==== Text

Information-Theoretic Foundations

Updated 28 September 2025

Information-Theoretic Foundations is a rigorous framework that defines information through axiomatic, logical, and Bayesian methods.
It employs mathematical tools like entropy, KL divergence, and mutual information to quantify uncertainty and transformation in diverse systems.
The framework underpins applications in communication, machine learning, and physics, guiding model selection and efficient information processing.

Information-theoretic foundations form the conceptual and mathematical core of information theory, addressing the precise definition, properties, and mechanisms of information itself. These foundations underlie virtually all modern information-centric disciplines, including communication theory, machine learning, statistical inference, coding, physics, and the life sciences. Foundational research formalizes what "information" is, derives its key mathematical expressions, and elucidates how it manifests in diverse systems using rigorous, often axiomatic, frameworks. Several complementary paradigms exist: classical axiomatic approaches, logical/partition-based views, and information-theoretic treatments grounded in Bayesian and operational perspectives.

1. Ontological and Axiomatic Foundations

Burgin’s general theory of information (0808.0768) introduces ontological principles that establish information as a system-relative, transformative capacity rather than an absolute or purely syntactic quantity. The central claims are as follows:

Locality Principle (O1): Information is always defined relative to a given receiver $R$ ; it is not an intrinsic property of a message or carrier but a function of the effect on the recipient’s "infological system" $\mathrm{IF}(R)$ .

========
==== Data section

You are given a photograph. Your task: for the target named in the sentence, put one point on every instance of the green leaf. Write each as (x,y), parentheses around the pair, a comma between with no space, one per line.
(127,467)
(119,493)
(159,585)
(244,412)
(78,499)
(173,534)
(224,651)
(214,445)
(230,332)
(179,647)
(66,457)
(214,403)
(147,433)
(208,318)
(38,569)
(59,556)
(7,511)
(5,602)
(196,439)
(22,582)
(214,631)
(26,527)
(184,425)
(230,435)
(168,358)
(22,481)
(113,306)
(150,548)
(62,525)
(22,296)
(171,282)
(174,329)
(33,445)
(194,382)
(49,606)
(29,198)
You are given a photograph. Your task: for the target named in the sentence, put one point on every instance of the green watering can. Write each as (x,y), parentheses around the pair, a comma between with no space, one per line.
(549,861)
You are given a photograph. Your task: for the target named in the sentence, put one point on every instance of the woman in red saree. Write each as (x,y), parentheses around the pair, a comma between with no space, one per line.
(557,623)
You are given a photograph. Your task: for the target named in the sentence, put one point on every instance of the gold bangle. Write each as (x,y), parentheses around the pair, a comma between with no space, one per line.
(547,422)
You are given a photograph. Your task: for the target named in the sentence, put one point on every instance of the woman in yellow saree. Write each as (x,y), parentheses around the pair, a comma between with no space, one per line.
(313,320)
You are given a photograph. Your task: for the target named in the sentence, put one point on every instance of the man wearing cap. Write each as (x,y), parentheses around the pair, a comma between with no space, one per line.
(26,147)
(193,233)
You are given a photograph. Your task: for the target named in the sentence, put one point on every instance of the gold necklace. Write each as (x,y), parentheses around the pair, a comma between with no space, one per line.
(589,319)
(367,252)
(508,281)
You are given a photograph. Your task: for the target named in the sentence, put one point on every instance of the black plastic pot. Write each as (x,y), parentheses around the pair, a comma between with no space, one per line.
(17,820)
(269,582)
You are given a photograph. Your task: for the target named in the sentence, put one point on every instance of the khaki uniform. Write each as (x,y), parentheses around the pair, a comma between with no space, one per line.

========

- Given task 1 -
In the page on information-theoretic foundations, which three kinds of methods does the framework use to define information?
- Given task 2 -
Write what comes next in the page on information-theoretic foundations, picking up after its last sentence.

- Task result 1 -
Axiomatic, logical, and Bayesian methods.

- Task result 2 -
Transformation Principle (O2): Information for $R$ is the capacity to cause change in $\mathrm{IF}(R)$ . Symbolically,

$I = \Delta \mathrm{IF}(R)$

Here, information is defined analogously to energy as "capacity to do work"; it is "potential for change" in structural, cognitive, or other infological terms.

Carrier, Representation, and Interaction (O3–O5): Information always has a representation or carrier $C$ , and an interaction $(C, I, R)$ is required for information transmission or reception.
Dynamic and Multiplicity Principles (O6–O7): Information is accepted only when actual change occurs, and the same carrier can convey different information to the same receiver depending on its state.

A mathematical unification based on these principles draws analogy between information and thermodynamic entropy, as in

$I = K \cdot \ln N$

where $N$ is the number of distinguishable states or units of information (akin to the Boltzmann–Planck entropy formula $S = k \ln P$ ), and $K$ is a proportionality constant. This parametric form allows modeling information in cognitive, physical, or material contexts.

2. Logical and Partition-Based Foundations

Ellerman’s partition logic view (Ellerman, 2013) reconstructs information-theoretic quantities using the duality between subset logic (classical probability) and partition logic:

Distinction ("dit") as Atom of Information: While subsets are characterized by elements, partitions are characterized by distinctions: ordered pairs of elements in different blocks.
Logical Entropy: Defined as the normalized count of distinctions in a partition $\pi$ :

$h(\pi) = \frac{|\text{dit}(\pi)|}{|U \times U|} = 1 - \sum_{B \in \pi} p_B^2$

Compound Quantities via Set Operations: Join entropy, mutual information, and conditional entropy are constructed by analogues of Venn diagram set operations on dit-sets.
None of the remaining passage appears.